___ EXTRACTED TEXT

Sentistrength Java User Manual

SentiStrength Java User Manual

This document describes the main tasks and options for the Java version of SentiStrength. Java must be installed on your computer. SentiStrength can then run via the command prompt using a command like:

java -jar SentiStrength.jar sentidata C:/SentiStrength_Data/ text i+don't+hate+you.

Contents

SentiStrength Java User Manual

Quick start

Windows, Linux

Mac

Sentiment classification tasks

Classify a single text

Classify all lines of text in a file for sentiment [includes accuracy evaluations]

Classify texts in a column within a file or folder

Listen at a port for texts to classify

Run interactively from the command line

Process stdin and send to stdout

Import the JAR file to run within your Java program

Improving the accuracy of SentiStrength

Basic manual improvements

Optimise sentiment strengths of existing sentiment terms

Suggest new sentiment terms (from terms in misclassified texts)

Options:

Explain the classification

Only classify text near specified keywords

Classify positive (1 to 5) and negative (-1 to -5) sentiment strength separately

Use trinary classification (positive-negative-neutral)

Use binary classification (positive-negative)

Use a single positive-negative scale classification

Location of linguistic data folder

Location of sentiment term weights

Location of output folder

File name extension for output

Classification algorithm parameters

Additional considerations

Language issues

Long texts

Machine learning evaluations

Evaluation options

Command line options

Quick start

Windows, Linux

Save SentiStrength.jar to your main computer Desktop and Unzip SentiStrength_Data.zip to a folder on your main Desktop called SentiStrength_Data. So if you open SentiStrength_Data you should see all the input files (can also run from USB or elsewhere).
Unzip the downloaded SentiStrength text files from the zip file into a new folder – a subfolder of the Desktop folder is easiest.
Click the Windows start button, type cmd and then select cmd.exe to start a command prompt. Use Terminal for Linux (Ctrl-Alt-T).
(The tricky bit) At the command prompt, navigate to the folder containing SentiStrength.jar by (Windows) entering the drive letter, followed by a colon to change the default directory to the USB drive. Then type cd [name] with the name of the folder containing SentiStrength. More information here (Windows) if you get stuck:
Test SentiStrength with the following command, where the path of the SentiStrength data folder name will need to be changed to the name on your computer (Windows tip: commands can be pasted to the command prompt with the right click menu). java -jar SentiStrength.jar sentidata D:/senti/SentiStrength_Data/ text i+like+you.Explain

Mac

Save SentiStrength.jar to your main computer Desktop and Unzip SentiStrength_Data.zip to a folder on your main Desktop called SentiStrength_Data. So if you open SentiStrength_Data you should see all the input files (can also run from USB or elsewhere).
Unzip the downloaded SentiStrength text files from the zip file into a new folder – a subfolder of the Desktop folder is easiest.
Start Terminal for Macs (Applications|Utilities).
In the terminal window, type the following (case sensitive) command and press return to navigate to the Desktop (i.e., where SentiStrengthCom.jar is).
cd Desktop
Test SentiStrength with the following command. java -jar SentiStrength.jar sentidata SentiStrength_Data/ text i+like+you. Explain

Sentiment classification tasks

SentiStrength can classify individual texts or multiple texts and can be invoked in many different ways. This section covers these methods although most users only need one of them.

______
___ DATA EXCERPTS

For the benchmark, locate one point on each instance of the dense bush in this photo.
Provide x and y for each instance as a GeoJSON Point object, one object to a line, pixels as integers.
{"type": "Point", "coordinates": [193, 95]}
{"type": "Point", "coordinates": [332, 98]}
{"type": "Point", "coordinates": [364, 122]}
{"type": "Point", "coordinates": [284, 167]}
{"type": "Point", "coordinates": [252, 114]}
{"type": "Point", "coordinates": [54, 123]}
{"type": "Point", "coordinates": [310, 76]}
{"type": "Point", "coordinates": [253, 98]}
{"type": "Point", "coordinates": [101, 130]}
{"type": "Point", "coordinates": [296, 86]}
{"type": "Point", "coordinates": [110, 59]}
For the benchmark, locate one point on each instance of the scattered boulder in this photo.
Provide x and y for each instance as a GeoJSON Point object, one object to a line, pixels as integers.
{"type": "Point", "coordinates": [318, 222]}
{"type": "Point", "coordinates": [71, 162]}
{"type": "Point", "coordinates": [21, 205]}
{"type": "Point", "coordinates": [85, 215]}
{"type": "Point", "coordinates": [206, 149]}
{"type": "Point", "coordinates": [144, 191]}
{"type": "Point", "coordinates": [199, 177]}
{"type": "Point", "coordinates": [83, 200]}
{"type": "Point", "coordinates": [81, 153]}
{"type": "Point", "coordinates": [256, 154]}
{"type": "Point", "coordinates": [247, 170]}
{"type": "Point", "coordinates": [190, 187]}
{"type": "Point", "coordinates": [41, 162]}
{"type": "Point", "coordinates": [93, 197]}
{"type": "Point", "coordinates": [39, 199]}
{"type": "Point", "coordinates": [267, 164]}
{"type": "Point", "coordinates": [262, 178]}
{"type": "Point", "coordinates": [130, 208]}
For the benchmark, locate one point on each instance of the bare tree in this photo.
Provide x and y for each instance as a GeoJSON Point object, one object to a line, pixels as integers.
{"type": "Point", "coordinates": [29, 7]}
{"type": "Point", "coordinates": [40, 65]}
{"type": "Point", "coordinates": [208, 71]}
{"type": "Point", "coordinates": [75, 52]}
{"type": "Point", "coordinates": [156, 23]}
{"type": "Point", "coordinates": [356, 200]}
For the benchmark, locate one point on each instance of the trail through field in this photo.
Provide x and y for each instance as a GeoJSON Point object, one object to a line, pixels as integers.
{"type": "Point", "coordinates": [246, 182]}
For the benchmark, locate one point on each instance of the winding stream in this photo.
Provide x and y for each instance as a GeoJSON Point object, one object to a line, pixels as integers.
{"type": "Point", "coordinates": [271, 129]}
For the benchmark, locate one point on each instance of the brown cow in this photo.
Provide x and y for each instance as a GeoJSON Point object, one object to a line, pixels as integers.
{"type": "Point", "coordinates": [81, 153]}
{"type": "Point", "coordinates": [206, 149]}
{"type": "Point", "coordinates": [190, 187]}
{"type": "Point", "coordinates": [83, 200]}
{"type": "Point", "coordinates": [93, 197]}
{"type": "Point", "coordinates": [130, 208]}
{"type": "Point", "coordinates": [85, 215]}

______

WRITTEN TASK ▸ Revise the passage of the SentiStrength manual that begins at the words "Suggest new sentiment" and stops after "binary classification (positive-negative)", writing it out with "keywords" changed to "search terms".

FULL ANSWER ▸
Suggest new sentiment terms (from terms in misclassified texts)

Options:

Explain the classification

Only classify text near specified search terms

Classify positive (1 to 5) and negative (-1 to -5) sentiment strength separately

Use trinary classification (positive-negative-neutral)

Use binary classification (positive-negative)